--- start of DATA FOR THIS TASK ---

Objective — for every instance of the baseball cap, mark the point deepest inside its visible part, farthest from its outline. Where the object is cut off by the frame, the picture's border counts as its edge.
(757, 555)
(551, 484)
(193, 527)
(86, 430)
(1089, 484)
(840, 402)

--- end of DATA FOR THIS TASK ---

WHAT IS ASKED:
Identify every line of the material that contains the string "edge", and copy each of those lines. Case counts.

TASK RESULT:
Objective — for every instance of the baseball cap, mark the point deepest inside its visible part, farthest from its outline. Where the object is cut off by the frame, the picture's border counts as its edge.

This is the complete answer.